■ Set problem ■
Rewrite the entries below as a JSON list of strings, one string per line and blank lines left out, starting with the line that contains "the red brick" and going on through the line that contains "[347,249,574,287]". Include both of those lines and nothing outside them.

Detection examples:
◇ ◇ ◇
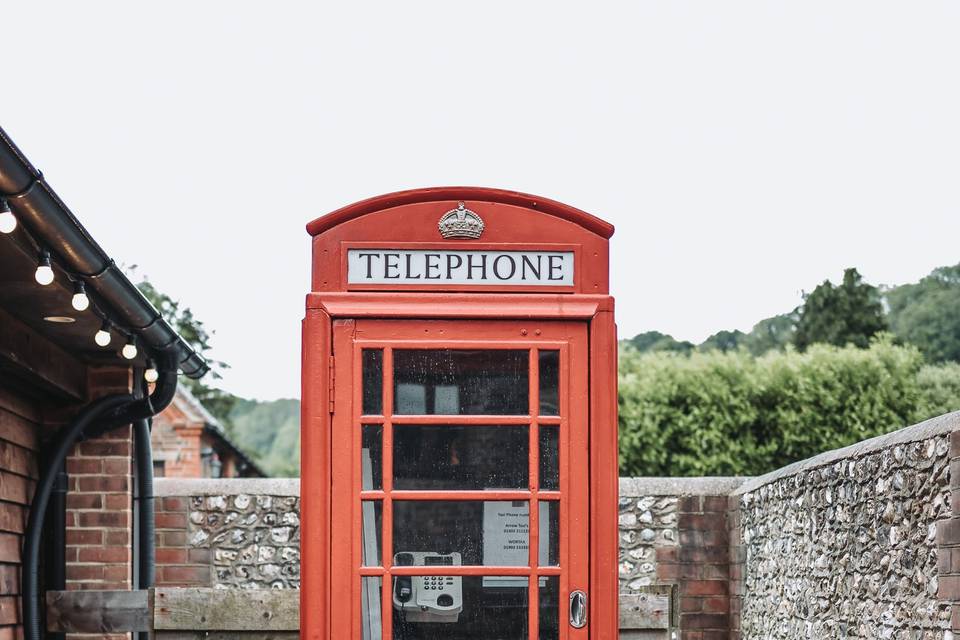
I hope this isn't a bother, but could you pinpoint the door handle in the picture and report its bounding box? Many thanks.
[570,589,587,629]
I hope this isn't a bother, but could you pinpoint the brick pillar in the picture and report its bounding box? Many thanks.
[727,495,747,640]
[937,431,960,633]
[676,496,730,640]
[66,368,133,638]
[156,496,213,587]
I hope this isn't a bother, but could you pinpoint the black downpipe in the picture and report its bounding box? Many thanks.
[45,464,69,640]
[20,356,177,640]
[133,419,156,640]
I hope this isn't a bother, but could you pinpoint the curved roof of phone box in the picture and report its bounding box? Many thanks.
[307,187,613,239]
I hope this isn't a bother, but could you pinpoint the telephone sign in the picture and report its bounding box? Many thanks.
[301,187,617,640]
[347,248,574,287]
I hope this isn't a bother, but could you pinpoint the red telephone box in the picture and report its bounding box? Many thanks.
[300,187,618,640]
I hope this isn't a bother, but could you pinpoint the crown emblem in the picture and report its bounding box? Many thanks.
[437,202,483,239]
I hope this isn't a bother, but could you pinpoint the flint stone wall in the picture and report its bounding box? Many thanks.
[731,414,958,640]
[155,478,300,589]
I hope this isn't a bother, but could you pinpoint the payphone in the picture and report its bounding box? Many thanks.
[301,187,617,640]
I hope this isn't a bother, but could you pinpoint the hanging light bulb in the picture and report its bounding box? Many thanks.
[120,336,137,360]
[0,198,17,233]
[71,280,90,311]
[143,360,160,383]
[93,320,111,347]
[33,249,53,286]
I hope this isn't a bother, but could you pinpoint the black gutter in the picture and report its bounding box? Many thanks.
[0,128,209,380]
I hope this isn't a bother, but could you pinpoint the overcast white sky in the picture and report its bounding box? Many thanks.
[0,0,960,399]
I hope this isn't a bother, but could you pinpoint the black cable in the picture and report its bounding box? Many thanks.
[20,393,136,640]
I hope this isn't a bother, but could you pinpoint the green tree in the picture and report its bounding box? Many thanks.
[742,312,797,356]
[629,331,694,353]
[134,276,237,424]
[885,264,960,362]
[793,269,887,350]
[620,335,960,476]
[697,329,747,352]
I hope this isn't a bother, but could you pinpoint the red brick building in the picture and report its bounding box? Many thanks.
[0,130,207,640]
[151,386,266,478]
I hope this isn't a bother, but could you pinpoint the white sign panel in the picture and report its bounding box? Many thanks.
[483,500,552,587]
[347,249,574,287]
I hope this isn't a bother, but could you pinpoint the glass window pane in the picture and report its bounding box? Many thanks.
[393,576,528,640]
[360,500,383,567]
[539,576,560,640]
[362,349,383,415]
[539,350,560,416]
[360,424,383,491]
[393,500,530,567]
[393,424,530,490]
[540,425,560,491]
[393,349,530,415]
[539,500,560,567]
[360,576,383,640]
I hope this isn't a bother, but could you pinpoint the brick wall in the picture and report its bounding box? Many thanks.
[937,431,960,634]
[0,388,43,640]
[156,495,213,587]
[676,495,730,640]
[620,478,743,640]
[151,403,204,478]
[66,367,133,640]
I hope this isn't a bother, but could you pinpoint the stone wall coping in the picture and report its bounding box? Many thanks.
[733,411,960,495]
[620,476,749,498]
[153,478,300,497]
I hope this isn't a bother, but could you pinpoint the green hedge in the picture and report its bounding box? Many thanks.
[620,337,960,476]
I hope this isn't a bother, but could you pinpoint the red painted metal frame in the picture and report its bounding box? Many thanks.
[330,320,589,640]
[340,241,582,293]
[301,187,618,640]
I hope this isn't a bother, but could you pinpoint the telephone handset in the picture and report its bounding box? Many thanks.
[393,551,463,622]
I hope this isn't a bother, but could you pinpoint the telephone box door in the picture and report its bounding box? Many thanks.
[330,319,589,640]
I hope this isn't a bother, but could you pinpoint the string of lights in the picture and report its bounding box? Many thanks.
[0,198,159,382]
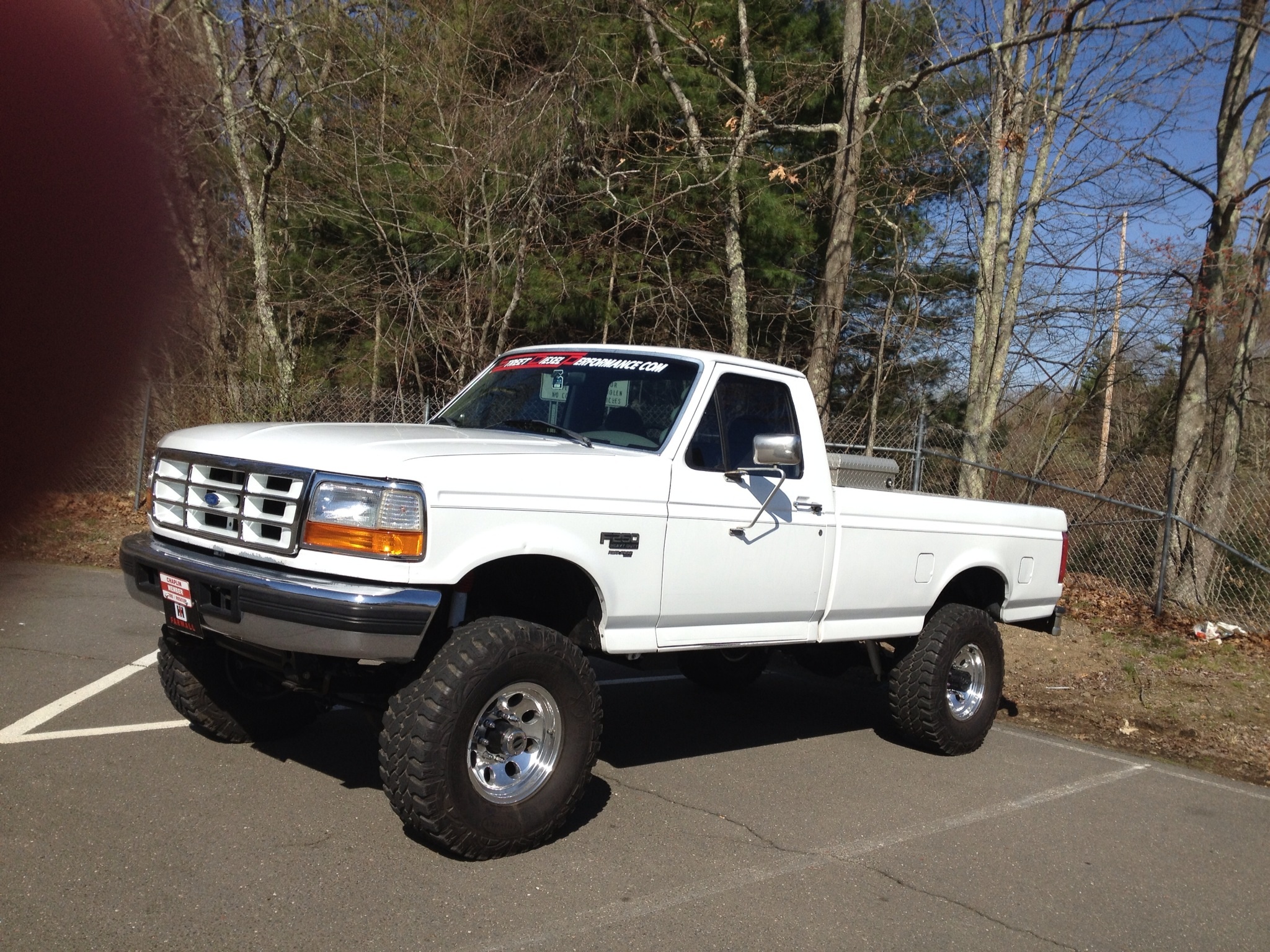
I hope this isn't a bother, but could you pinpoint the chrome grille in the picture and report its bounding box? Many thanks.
[150,454,313,553]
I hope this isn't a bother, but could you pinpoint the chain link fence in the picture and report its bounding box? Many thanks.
[825,419,1270,631]
[57,383,1270,630]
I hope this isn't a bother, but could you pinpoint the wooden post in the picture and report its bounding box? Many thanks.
[1156,469,1177,618]
[1099,212,1129,490]
[132,381,151,511]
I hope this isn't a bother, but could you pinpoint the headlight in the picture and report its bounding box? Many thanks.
[305,480,425,558]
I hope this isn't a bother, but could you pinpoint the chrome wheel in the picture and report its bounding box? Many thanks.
[945,643,988,721]
[468,682,561,803]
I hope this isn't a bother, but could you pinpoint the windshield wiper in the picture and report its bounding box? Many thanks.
[491,420,594,447]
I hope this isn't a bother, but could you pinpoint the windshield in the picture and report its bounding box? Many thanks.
[433,350,699,451]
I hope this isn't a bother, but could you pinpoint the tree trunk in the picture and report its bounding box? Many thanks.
[957,0,1085,499]
[1168,0,1270,606]
[1192,203,1270,601]
[806,0,869,420]
[198,4,296,406]
[724,0,758,356]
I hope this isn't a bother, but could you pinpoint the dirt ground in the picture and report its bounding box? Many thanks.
[998,573,1270,786]
[0,493,1270,786]
[0,493,146,569]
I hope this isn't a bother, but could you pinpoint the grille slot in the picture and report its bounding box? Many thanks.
[150,456,313,553]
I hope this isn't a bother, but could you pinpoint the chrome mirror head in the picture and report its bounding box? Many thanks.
[755,433,802,466]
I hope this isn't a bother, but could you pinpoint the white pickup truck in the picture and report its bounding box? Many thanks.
[120,345,1067,858]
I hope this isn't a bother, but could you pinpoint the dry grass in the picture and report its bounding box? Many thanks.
[1000,575,1270,786]
[0,493,146,569]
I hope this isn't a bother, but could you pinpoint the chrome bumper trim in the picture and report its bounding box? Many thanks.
[120,533,442,661]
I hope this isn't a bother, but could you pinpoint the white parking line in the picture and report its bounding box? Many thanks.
[0,651,189,744]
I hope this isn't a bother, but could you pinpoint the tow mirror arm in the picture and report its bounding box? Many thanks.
[724,466,785,537]
[724,433,802,537]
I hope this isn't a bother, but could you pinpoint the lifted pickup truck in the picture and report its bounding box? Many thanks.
[120,345,1067,858]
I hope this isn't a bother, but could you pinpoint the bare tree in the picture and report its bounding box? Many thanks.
[957,0,1085,498]
[1160,0,1270,604]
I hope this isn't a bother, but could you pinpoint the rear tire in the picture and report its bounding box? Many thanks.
[159,636,325,744]
[889,604,1005,756]
[380,618,603,859]
[677,647,768,690]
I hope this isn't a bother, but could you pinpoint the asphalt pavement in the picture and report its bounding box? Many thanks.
[0,563,1270,950]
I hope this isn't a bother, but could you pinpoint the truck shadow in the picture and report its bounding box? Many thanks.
[253,663,903,800]
[600,666,893,768]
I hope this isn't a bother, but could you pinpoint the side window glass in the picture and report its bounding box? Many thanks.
[686,391,724,472]
[687,373,802,480]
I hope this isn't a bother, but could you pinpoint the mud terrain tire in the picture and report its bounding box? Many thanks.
[380,617,603,859]
[889,604,1005,754]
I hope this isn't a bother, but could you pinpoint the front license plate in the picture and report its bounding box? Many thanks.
[159,573,201,635]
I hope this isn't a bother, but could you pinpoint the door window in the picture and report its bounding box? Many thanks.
[686,373,802,480]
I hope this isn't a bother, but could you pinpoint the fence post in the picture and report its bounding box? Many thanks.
[913,414,926,493]
[132,381,151,511]
[1156,467,1177,618]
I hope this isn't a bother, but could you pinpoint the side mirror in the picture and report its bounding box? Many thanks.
[755,433,802,466]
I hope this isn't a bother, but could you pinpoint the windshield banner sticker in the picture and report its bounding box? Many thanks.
[494,350,670,373]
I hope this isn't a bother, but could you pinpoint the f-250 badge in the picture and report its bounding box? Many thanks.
[600,532,639,558]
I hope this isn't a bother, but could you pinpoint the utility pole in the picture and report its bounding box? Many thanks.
[1099,211,1129,490]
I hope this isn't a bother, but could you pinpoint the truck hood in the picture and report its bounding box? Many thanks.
[159,423,635,477]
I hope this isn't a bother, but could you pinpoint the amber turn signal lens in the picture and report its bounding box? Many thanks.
[305,522,423,558]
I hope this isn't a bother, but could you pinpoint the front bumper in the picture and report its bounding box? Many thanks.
[120,532,442,661]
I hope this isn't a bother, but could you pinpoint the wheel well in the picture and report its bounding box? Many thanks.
[926,565,1006,620]
[456,556,602,650]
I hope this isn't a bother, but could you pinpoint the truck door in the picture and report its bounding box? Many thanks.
[657,372,833,647]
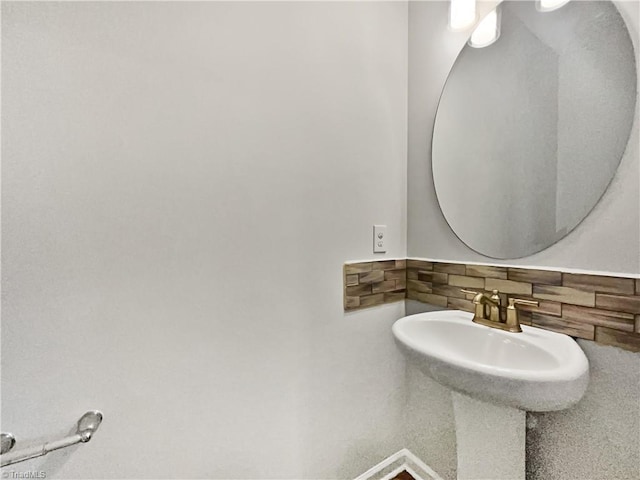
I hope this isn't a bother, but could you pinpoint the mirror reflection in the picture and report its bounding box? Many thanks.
[432,1,637,258]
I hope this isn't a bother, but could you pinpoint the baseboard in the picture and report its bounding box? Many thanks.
[355,448,443,480]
◇ ◇ ◇
■ Answer for the task ■
[
  "I hope this isn't a bother, but could you pinpoint the red brick building in the picture and report its bounding box? Many thanks.",
  "[0,130,207,640]",
  "[151,386,266,478]",
  "I hope this isn't a bother, but could you pinpoint the white sign panel in the picture and report its bounding box? Many thanks.",
  "[483,500,552,587]",
  "[347,249,574,287]"
]